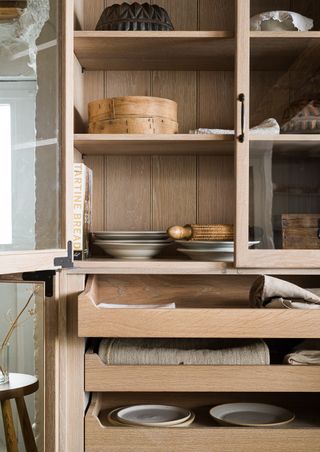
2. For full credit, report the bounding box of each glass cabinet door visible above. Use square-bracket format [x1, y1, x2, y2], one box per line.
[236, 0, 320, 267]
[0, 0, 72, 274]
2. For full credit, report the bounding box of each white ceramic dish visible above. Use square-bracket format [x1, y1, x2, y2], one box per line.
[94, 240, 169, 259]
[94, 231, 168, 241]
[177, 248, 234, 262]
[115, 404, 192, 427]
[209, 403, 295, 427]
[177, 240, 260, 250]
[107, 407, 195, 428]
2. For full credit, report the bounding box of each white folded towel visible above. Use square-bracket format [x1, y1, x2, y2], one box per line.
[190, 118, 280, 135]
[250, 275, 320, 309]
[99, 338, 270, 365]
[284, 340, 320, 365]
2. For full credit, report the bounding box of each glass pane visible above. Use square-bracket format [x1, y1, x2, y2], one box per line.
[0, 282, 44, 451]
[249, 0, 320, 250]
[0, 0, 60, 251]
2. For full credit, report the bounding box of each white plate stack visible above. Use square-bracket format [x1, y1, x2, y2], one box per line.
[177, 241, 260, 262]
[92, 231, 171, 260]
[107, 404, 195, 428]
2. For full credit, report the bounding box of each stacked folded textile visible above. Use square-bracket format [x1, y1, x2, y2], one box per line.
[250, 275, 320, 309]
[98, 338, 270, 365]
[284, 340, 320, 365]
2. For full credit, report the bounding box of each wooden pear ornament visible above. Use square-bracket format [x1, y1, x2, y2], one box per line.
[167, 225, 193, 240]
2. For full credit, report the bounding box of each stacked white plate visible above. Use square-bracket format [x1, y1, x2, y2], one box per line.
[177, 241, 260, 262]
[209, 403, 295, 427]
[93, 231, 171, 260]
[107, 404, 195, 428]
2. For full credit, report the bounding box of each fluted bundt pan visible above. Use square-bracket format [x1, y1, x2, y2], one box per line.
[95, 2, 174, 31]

### What is required
Return the complete data unchanged and include none of the pictures.

### Reply
2. For full credit, report the bounding box of each glass cabinet door visible above. Use square-bracket format [x1, y1, x2, y2], one box per line.
[236, 0, 320, 267]
[0, 0, 72, 274]
2. For full credit, report the bounding box of each white ceramic dish visible above. Use square-bracket format [x1, y1, x2, y2], one box per line.
[94, 240, 169, 259]
[94, 231, 168, 241]
[177, 248, 234, 262]
[115, 404, 192, 427]
[209, 403, 295, 427]
[177, 240, 260, 250]
[107, 407, 195, 428]
2. For full credit, report the bounding box of each white folded towel visible above. Use square-bracket format [x1, y1, x2, y2], one box per line.
[190, 118, 280, 135]
[250, 275, 320, 309]
[99, 338, 270, 365]
[284, 340, 320, 365]
2. For full credit, report the bounding box of each glass pane visible above. Use square-bracket format [x1, y1, x2, y2], one box per line.
[0, 282, 44, 451]
[249, 0, 320, 250]
[0, 0, 60, 251]
2. For full credit, report the bounding box of each white plate stack visible above. Use square-bracket format [x1, y1, x2, y2], one box per line.
[177, 241, 260, 262]
[92, 231, 171, 260]
[107, 404, 195, 428]
2. For full credit, report the bounding box of each stacked folded textile visible above. Use square-bracket format [x1, y1, x2, y2], one box per line.
[250, 275, 320, 309]
[98, 338, 270, 365]
[284, 340, 320, 365]
2. For full credit, report the bounding box of each wooden pear ornament visible above. Use square-bracket format [x1, y1, x2, y2], one box per line.
[167, 225, 193, 240]
2. For full credit, report the bounding box of each stacked white plate visible above. Use square-bracket format [x1, y1, x2, y2], one box per line.
[177, 241, 260, 262]
[209, 403, 295, 427]
[93, 231, 171, 260]
[107, 404, 195, 428]
2. For full credit, report the bounding box of each fluted bundt pan visible above. Use square-bracket format [x1, y1, x2, y2], one box per line.
[95, 2, 174, 31]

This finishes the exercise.